Complete the following —
**1.** Can you write out, word for word, the part of the error-handling thread from "Let's start off" up to and including "under the circumstances."?
**2.** Can you carry the error-handling thread forward, picking up right after its last sentence?

Passage —

= = = = = = =

Page 1 of 5 123 ... LastLast
Results 1 to 10 of 45

Thread: Why proper error handling should ALWAYS be done

  1. #1
    Join Date
    Feb 2007
    Beans
    236

    Why proper error handling should ALWAYS be done

    Let's start off with an anecdote. I once used some shared lib that employed a call to longjmp() to handle error conditions. As usual with a technique like that, I found that the lib was leaking memory and resources. So I had a conversation with the original author that went like this:

    ==========================

    ME: Why did you use longjmp() to handle errors?

    HIM: I considered it to be the best design decision under the circumstances.

    ME: I'm not sure what circumstances you mean, but why not try to add some resource tracking so you can recover better when that longjmp happens?

    HIM: It would have been pointless.

    ME: Why??

    HIM: Because my code uses some other code that also doesn't do proper error handling. It leaks memory, and also doesn't even check whether malloc returns a nul pointer. So I figured that, as long as I'm inheriting all that behavior, I may as well not worry about whether my code does the same things.

    ==========================

    I got so mad about it that I totally rewrote his code, jettisoning the other poorly designed code he was using, ripping out longjmp altogether, and doing proper error handling. The net result is that it stopped leaking resources for me, and all the other people who used my rewrite.

    Now back to the present, we have the following reply (posted off-topic in another thread):

    Quote Originally Posted by pmasiar
    "note that due to overcommiting on Linux OOM errors are generally not handled by malloc() returning NULL, but by killing processes via the OOM killer. So spending much time thinking about handling malloc() returning NULL is generally a waste of it."

    ...they had a good laugh out of it
    Yes, it's true that Linux runs the risk of abruptly terminating apps, and potentially losing very important data, under low memory conditions. (As an aside, I have personally experienced running Win32 software under low memory conditions. The OS properly allowed the app to become aware of the condition, and to continue running. I consider Windows to be more robust in this scenario).

    But just because the OS may abruptly kill an app (and potentially any work the user has done with that app) is no more an acceptable explanation for not doing proper error handling, than it was in the case of that anecdote above.

= = = = = = =

Given information —

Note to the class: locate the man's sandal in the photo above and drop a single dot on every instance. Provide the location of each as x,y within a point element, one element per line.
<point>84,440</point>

= = = = = = =

Results by task —
**1.**
Let's start off with an anecdote. I once used some shared lib that employed a call to longjmp() to handle error conditions. As usual with a technique like that, I found that the lib was leaking memory and resources. So I had a conversation with the original author that went like this:

    ==========================

    ME: Why did you use longjmp() to handle errors?

    HIM: I considered it to be the best design decision under the circumstances.

**2.**
    Now, when an app abruptly terminates and I lose some work, I get mad. I have no doubt nearly every other enduser has the same reaction. If it's due to a bug (ie, unintentional programming error) in the software, I try to be understanding. I'm a programmer too, and we all make mistakes. (On the other hand, most endusers don't make that distinction. If a newcomer to Linux finds the software he's using to be unstable, regardless of why, he's going to say "Linux is a piece of ____, and I'm going back to Windows and spend the next couple months telling everyone I know that Linux is a piece of ____". That's how it is. If you don't know this to be true, you've not dealt with endusers).

    But when I lose my data, tell the author of the software about it, and he "laughs" about it, telling me he designed it that way and he doesn't think it's a problem.... well, I'm going to say it, and I don't care what some overly repressive moderator thinks... I'd like to shoot the guy. I suspect that the vast majority of endusers would harbor the same inclination.

    Now, the Pulse Audio authors have already dismissed (with frankly little regard) this qualm about their design. (And that's a very good reason for someone to want to dismiss Pulse Audio when it's time to consider adding a flawed design as a major component to a distro. I can say, after doing my own audit of ALSA, that ALSA does NOT have an intentional design flaw that terminates a calling app. It is a vastly more robust audio system for that reason alone). But this is more than just about Pulse Audio.

    Programmers, do endusers a big favor, and at all costs, try to avoid using software that has such design flaws. And resist the urge to blame your own design flaws upon someone else. Take responsibity for your own coding. Endusers don't want to hear someone pass the buck, nor care about the reasons why their app just went up in smoke, along with their work. They're going to get mad. If you just "laugh" about it, that makes matters even worse.

    P.S. I'll point out that, Linux does not always handle OOM conditions by terminating an app. Well, it does under Pulse Audio. Why? Simply because Pulse Audio calls exit() regardless to handle OOM. I assume we're supposed to laugh about that. Ha. Ha. Joke's on us!
    Last edited by j_g; November 16th, 2007 at 09:24 PM.

  2. #2
    Join Date
    Aug 2006
    Location
    60°27'48"N 24°48'18"E
    Beans
    3,458

    Re: Why proper error handling should ALWAYS be done

    As far as I understood it, on Linux, malloc itself tends to kill the process and does not return NULL, right?
    LambdaGrok. | #ubuntu-programming on FreeNode

  3. #3
    Join Date
    Jun 2006
    Location
    CT, USA
    Beans
    5,267
    Distro
    Ubuntu 6.10 Edgy

    Re: Why proper error handling should ALWAYS be done

    I just copy-pasted comments by pulseaudio developers on http://pulseaudio.org/ticket/158 so please don't pretend I said it and quote properly, if you are so touchy about what you said. See here
    And please don't shoot developers - they are people, too
    Last edited by pmasiar; November 16th, 2007 at 09:25 PM.

  4. #4
    Join Date
    Feb 2007
    Beans
    236

    Re: Why proper error handling should ALWAYS be done

    Quote Originally Posted by CptPicard View Post
    As far as I understood it, on Linux, malloc itself tends to kill the process and does not return NULL, right?
    Unfortunately, yes. This is considered to be a very, very bad thing. So as much as possible, it is to be avoided. A robust operating system seeks to avoid this in every possible way.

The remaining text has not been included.